◆ **Texte fourni**:
>>>>

L’application des clauses de force majeure dans l’industrie de la construction

L’application des clauses de force majeure dans l’industrie de la construction

Depuis le 24 mars dernier à minuit, tous les chantiers au Québec qui ne font pas partie des services essentiels sont fermés jusqu’au 4 mai prochain. L’interruption des travaux pendant cette période critique de l’année aura des effets importants sur plusieurs projets, avec tous les coûts supplémentaires et prolongations d’échéancier qui pourront en découler. Une communication accrue entre tous les intervenants sur les chantiers affectés sera fondamentale pour mitiger les impacts et s’assurer de la préservation des droits. Les avis requis devront être envoyés dans les délais applicables. Dans le cadre de cet exercice, plusieurs yeux se tournent vers les clauses de force majeure.

Un cas de force majeure peut donner lieu à divers effets juridiques. Des contrats peuvent notamment prévoir le droit à des délais supplémentaires, sans que les pénalités contractuelles s’appliquent. La possibilité de réclamer des dommages peut également être stipulée. Les coûts pouvant être réclamés en cas de retard dans un projet de construction causés par un événement de force majeure sont nombreux et il est important de bien documenter chaque aspect qui pourrait éventuellement faire l’objet d’une réclamation.

Mais avant de s’attarder aux droits et réclamations pouvant découler d’une clause de force majeure, comment est-ce qu’un cocontractant peut savoir si une telle clause dans un contrat donné s’applique à la situation en question?

Il faut étudier le libellé de la clause. En effet, le contrat peut contenir une clause définissant ce que les parties ont envisagé ou exclu comme éventuels cas de force majeure, de même que la responsabilité de chacune des parties en cas de pertes et dommages. Le contrat est la loi entre les parties, ce qui signifie que même si le Code civil définit globalement ce qui constitue un cas de force majeure, les parties peuvent y déroger par contrat (la notion de force majeure n’étant pas d’ordre public). Autrement dit, la définition donnée dans le contrat a préséance sur celle donnée par le législateur.

<<<<

◆ **Entrées de données**:
>>>>

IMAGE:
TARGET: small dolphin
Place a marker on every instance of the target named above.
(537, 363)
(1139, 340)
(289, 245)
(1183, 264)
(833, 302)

<<<<

◆ **Problème posé A**: Recopiez le texte sur la force majeure en commençant par « Un cas de force majeure peut » et en allant jusqu'à « situation en question? ».
◆ **Problème posé B**:
Répondez à ces questions d'après le texte sur la force majeure :
(i) Jusqu'à quelle date les chantiers québécois qui ne font pas partie des services essentiels sont-ils fermés ?
(ii) Quel droit un contrat peut-il prévoir en cas de force majeure sans que les pénalités contractuelles s'appliquent ?
(iii) Quelle définition a préséance sur celle donnée par le législateur ?
◆ **Problème posé C**: Poursuivez le texte sur les clauses de force majeure dans la construction à partir de l'endroit où il s'arrête.

◆ **Réponse attendue A**:
Un cas de force majeure peut donner lieu à divers effets juridiques. Des contrats peuvent notamment prévoir le droit à des délais supplémentaires, sans que les pénalités contractuelles s’appliquent. La possibilité de réclamer des dommages peut également être stipulée. Les coûts pouvant être réclamés en cas de retard dans un projet de construction causés par un événement de force majeure sont nombreux et il est important de bien documenter chaque aspect qui pourrait éventuellement faire l’objet d’une réclamation.

Mais avant de s’attarder aux droits et réclamations pouvant découler d’une clause de force majeure, comment est-ce qu’un cocontractant peut savoir si une telle clause dans un contrat donné s’applique à la situation en question?

◆ **Réponse attendue B**:
(i) Jusqu'au 4 mai.
(ii) Le droit à des délais supplémentaires.
(iii) La définition donnée dans le contrat.

◆ **Réponse attendue C**:
Évidemment, si le contrat prévoit des modalités régissant un cas de force majeure, ce n’est pas nécessairement la fin de tout questionnement. Il y a certes des contrats qui ne donnent aucune définition de « cas de force majeure ». Dans de tels cas, il faut alors s’en remettre à la définition au Code civil. Le 2e alinéa de l’article 1470 C.c.Q. définit le cas de force majeure comme étant « un événement imprévisible et irrésistible ».

L’imprévisibilité s’évalue au moment où l’obligation a été contractée et non au moment où l’événement se produit. Les tribunaux utilisent le critère de la personne raisonnable placée dans les mêmes circonstances. C’est donc un critère objectif. Quant à la nature irrésistible, cela signifie qu’une personne prudente et diligente placée dans une situation similaire serait aussi dans l’impossibilité de pouvoir exécuter la même obligation. Notons que l’impossibilité d’exécuter l’obligation introduit un critère subjectif.

Alors, la pandémie constitue-t-elle un cas de force majeure au sens du Code civil? À la lumière des notions susmentionnées, il n’y a évidemment pas de réponse universelle à cette question. L’on pourrait certainement prétendre que, quelle que soit la situation qu’on analyse, le critère d’imprévisibilité sera satisfait. Pour ce qui est de la nature irrésistible rendant impossible l’exécution de l’obligation, chaque cas est un cas d’espèce.

À titre d’exemple, les épiciers et leurs fournisseurs opèrent présentement à plein régime et leur profitabilité augmente en conséquence. De telles entreprises ne pourront donc pas invoquer la notion de force majeure dans le cadre de leurs relations contractuelles. En effet, l’établissement de la nature irrésistible d’un événement repose sur la démonstration que les effets de cet événement empêchent le contractant en question d’honorer ses obligations.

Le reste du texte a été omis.